* **What is expected**:
In the listing below, change every occurrence of "integer pixels" to "whole-number pixels" and leave everything else as it is.
········
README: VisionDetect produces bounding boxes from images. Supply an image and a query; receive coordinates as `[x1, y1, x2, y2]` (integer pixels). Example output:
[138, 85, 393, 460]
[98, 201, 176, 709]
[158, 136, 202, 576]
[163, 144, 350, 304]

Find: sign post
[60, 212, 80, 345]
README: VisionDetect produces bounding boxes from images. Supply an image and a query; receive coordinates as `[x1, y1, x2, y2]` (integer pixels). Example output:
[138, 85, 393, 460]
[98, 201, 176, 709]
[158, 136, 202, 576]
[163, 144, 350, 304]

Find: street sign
········
* **Reply**:
README: VisionDetect produces bounding boxes from images. Supply an image and a query; receive coordinates as `[x1, y1, x2, y2]` (whole-number pixels). Example output:
[138, 85, 393, 460]
[98, 201, 176, 709]
[158, 136, 202, 576]
[163, 144, 350, 304]

Find: sign post
[60, 212, 80, 345]
README: VisionDetect produces bounding boxes from images. Supply an image and a query; receive coordinates as `[x1, y1, x2, y2]` (whole-number pixels). Example output:
[138, 85, 393, 460]
[98, 201, 176, 709]
[158, 136, 202, 576]
[163, 144, 350, 304]

Find: street sign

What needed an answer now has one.